**Given passage**:
ECONOMIC PRODUCTION OF FORMIC ETHER, ON THE LARGE SCALE.— The peculiar odour of the peach, possessed by this compound, has recently given to it an importance that renders any simplification or diminution of expense during its manufacture a matter of interest. It may be very conveniently made by placing a mixture containing twenty-nine parts, by weight, peroxide of manganese, and nine parts starch in an alembic, and sprinkling it with a mixture formed with twenty-eight parts sulphuric acid, five parts water, and fifteen parts alcohol, and, after agitation, closing the alembic. Distillation takes place generally without the application of heat; the products being, first, alcohol, then nearly pure formic ether, and, finally, formic acid. Before sprinkling with the alcoholic mixture, the latter should be cooled, or the action may be far too energetic.

**Listing**:
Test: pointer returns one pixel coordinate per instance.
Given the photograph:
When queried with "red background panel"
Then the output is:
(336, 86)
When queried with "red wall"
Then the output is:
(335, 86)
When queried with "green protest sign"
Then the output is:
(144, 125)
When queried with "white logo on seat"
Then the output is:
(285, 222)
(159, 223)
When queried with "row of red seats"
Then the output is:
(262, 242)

**Exercise instructions**:
Write out the passage on making formic ether word for word, from "ECONOMIC PRODUCTION OF" up to and including "far too energetic.".

**Exercise answer**:
ECONOMIC PRODUCTION OF FORMIC ETHER, ON THE LARGE SCALE.— The peculiar odour of the peach, possessed by this compound, has recently given to it an importance that renders any simplification or diminution of expense during its manufacture a matter of interest. It may be very conveniently made by placing a mixture containing twenty-nine parts, by weight, peroxide of manganese, and nine parts starch in an alembic, and sprinkling it with a mixture formed with twenty-eight parts sulphuric acid, five parts water, and fifteen parts alcohol, and, after agitation, closing the alembic. Distillation takes place generally without the application of heat; the products being, first, alcohol, then nearly pure formic ether, and, finally, formic acid. Before sprinkling with the alcoholic mixture, the latter should be cooled, or the action may be far too energetic.